> Exercise directions: According to the text on "ATLiens" and Badu's songwriting, in what year did the Source Awards take place where OutKast was rejected by New York's hip-hop purists?

Several writers have pointed out that “ATLiens” addresses what W. E. B. Du Bois called the double-consciousness in Black people’s worldviews: “It is a peculiar sensation, this double-consciousness, this sense of always looking at oneself through the eyes of others, of measuring one’s soul by the tape of a world that looks on in amused contempt and pity.” Similarly, André 3000 asks whether Black parents and children can avoid the “nigga syndrome” that results in loathing and intolerance from virtually all quarters of American society. But “ATLiens” also addressed alienation as a southern artist within hip-hop. He says, “They alienate us cause we different.” 

The young artist’s statement harkens back to the Source Awards in 1995 when they were “reject[ed] by New York’s ‘hip-hop’ purists.” Benjamin said, “The South got something to say.” Indeed, part of the message in “ATLiens” is spiritual. He says that “God” “speak[s] through” the rap duo and rhymes that OutKast feels compelled to be “sincere with this here.” Incidentally, Benjamin’s meaning of “sincere” is identical with the core meaning of “funk:” utmost emotional sincerity. And in the context of his storytelling, sincerity meant abstaining from intoxicants to “get [God’s] signal clear.” His phrase reflects considerable self-consciousness, particularly the capacity to question norms and the extent to which our actions reflect such influenced. Like blues artists before him, Benjamin’s verse tells a story of how he confronted his contradiction: the artist curtailed his use of guns because his spirituality constitutes a “stronger” and more resourceful “weapon.”

By contrast, Badu exemplifies the Afrofuturist question of “what if” through a Black woman’s lens. Having grown up in the post–Civil Rights era, when economic opportunities are increasingly scarce for Black people, she balances a near-dystopian reality with hope imbued in womanist-centered, Afrocentric spirituality. She alludes to “the mothership” in her song “On & On” (1997), but in the next breath she sings, “it “can’t save you.” For Badu, art, religion, womanism, morality, maternity, Afrocentricity, eccentricity, ecology, Black history, speculative fiction, and fantasy all seem interconnected. “The pattern I see,” she says, “is the return of balance through femininity, through the mother, through the womb. The universe comes out of a wombiverse.” In Badu’s songwriting, water symbolizes birth, life, resilience, and/or the lack thereof. The narrator in “On & On” (1997) “was born under water.”

[Point-per-instance localization data]
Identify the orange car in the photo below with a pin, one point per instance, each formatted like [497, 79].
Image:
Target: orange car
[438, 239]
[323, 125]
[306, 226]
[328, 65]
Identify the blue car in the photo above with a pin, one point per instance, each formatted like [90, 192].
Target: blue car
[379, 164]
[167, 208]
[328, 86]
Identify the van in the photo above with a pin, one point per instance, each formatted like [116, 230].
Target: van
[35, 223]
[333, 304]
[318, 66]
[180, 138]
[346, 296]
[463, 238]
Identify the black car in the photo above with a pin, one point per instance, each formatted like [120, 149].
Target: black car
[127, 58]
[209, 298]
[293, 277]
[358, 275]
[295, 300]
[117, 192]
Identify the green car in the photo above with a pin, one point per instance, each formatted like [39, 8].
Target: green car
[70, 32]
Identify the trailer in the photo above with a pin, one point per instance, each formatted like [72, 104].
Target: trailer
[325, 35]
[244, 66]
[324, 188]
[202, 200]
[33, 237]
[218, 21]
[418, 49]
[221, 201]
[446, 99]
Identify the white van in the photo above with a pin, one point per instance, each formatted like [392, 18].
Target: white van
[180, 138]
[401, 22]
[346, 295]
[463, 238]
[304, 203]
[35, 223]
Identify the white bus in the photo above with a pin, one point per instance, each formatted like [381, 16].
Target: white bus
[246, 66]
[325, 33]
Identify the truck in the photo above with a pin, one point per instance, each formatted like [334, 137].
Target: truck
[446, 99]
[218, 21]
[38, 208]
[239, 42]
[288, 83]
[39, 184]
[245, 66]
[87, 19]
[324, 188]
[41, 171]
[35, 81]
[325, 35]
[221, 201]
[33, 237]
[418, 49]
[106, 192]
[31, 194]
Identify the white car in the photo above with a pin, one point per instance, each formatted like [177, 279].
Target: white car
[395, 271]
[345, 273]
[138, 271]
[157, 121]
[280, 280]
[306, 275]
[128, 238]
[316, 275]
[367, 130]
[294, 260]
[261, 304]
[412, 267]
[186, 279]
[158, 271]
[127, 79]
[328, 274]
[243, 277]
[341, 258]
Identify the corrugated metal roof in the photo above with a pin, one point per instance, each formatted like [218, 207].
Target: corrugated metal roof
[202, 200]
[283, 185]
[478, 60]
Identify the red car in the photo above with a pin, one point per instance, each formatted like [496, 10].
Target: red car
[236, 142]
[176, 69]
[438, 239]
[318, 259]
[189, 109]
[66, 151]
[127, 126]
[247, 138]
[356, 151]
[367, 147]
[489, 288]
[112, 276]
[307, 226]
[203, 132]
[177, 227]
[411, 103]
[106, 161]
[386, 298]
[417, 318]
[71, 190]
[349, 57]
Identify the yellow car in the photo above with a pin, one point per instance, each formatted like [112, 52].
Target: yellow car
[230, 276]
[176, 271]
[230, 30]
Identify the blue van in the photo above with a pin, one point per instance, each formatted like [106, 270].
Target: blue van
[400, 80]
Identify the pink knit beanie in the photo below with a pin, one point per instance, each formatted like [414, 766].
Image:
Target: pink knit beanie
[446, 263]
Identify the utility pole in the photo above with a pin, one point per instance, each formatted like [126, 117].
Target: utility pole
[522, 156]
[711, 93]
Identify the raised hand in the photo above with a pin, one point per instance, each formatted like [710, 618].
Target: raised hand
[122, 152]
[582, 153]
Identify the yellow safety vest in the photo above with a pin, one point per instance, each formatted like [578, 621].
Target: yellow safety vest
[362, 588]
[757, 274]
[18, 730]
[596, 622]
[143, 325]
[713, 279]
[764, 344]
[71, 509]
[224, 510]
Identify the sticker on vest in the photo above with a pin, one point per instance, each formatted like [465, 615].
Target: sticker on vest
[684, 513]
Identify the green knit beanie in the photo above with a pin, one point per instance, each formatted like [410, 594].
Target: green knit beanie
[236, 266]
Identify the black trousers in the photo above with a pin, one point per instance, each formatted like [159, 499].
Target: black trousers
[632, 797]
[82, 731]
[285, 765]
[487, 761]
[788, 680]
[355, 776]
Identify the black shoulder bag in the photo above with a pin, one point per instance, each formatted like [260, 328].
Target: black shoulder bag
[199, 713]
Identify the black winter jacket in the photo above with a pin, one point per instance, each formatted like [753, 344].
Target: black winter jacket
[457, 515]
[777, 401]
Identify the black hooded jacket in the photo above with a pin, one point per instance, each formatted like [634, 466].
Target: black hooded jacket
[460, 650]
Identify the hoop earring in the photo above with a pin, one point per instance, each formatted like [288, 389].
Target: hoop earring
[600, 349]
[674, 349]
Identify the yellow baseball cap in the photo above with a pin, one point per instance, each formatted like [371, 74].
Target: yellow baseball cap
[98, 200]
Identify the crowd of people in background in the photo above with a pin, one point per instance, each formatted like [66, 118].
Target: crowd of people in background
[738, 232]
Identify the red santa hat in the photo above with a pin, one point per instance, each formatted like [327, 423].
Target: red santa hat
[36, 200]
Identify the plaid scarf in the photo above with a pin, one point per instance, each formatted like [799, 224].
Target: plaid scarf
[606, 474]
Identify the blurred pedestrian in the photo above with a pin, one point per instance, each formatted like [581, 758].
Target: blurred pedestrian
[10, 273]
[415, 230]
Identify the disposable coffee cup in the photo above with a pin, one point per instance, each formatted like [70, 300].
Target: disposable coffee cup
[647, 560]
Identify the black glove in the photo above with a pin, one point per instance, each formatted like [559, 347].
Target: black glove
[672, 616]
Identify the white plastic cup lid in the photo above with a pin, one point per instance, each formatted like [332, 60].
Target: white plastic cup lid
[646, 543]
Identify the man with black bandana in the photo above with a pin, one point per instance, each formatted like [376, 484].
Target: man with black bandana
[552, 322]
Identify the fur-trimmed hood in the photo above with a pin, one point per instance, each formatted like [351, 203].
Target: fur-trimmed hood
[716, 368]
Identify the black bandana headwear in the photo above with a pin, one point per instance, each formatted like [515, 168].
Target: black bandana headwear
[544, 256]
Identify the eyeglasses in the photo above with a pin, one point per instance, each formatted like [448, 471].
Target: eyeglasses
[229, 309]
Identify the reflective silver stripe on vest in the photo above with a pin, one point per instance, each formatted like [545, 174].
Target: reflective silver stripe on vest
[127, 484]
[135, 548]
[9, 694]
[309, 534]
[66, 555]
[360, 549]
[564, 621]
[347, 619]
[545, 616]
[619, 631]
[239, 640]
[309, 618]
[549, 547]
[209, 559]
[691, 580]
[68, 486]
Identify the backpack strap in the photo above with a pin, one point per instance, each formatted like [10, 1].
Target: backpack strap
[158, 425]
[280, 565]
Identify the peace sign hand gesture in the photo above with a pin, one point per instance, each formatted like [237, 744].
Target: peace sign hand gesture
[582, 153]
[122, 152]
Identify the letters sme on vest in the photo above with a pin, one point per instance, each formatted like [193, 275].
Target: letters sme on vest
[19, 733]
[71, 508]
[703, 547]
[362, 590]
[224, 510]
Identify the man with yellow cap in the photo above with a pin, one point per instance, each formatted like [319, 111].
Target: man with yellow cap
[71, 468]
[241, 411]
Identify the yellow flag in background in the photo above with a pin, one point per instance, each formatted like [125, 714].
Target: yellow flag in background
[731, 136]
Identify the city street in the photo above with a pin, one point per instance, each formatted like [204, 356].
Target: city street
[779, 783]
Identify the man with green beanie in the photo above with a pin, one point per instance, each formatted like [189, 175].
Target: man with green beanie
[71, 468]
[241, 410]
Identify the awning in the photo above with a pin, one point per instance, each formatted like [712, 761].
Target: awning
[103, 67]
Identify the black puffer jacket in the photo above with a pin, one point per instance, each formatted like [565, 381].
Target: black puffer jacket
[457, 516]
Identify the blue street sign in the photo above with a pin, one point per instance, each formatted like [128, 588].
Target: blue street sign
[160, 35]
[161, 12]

> Solution for this exercise: 1995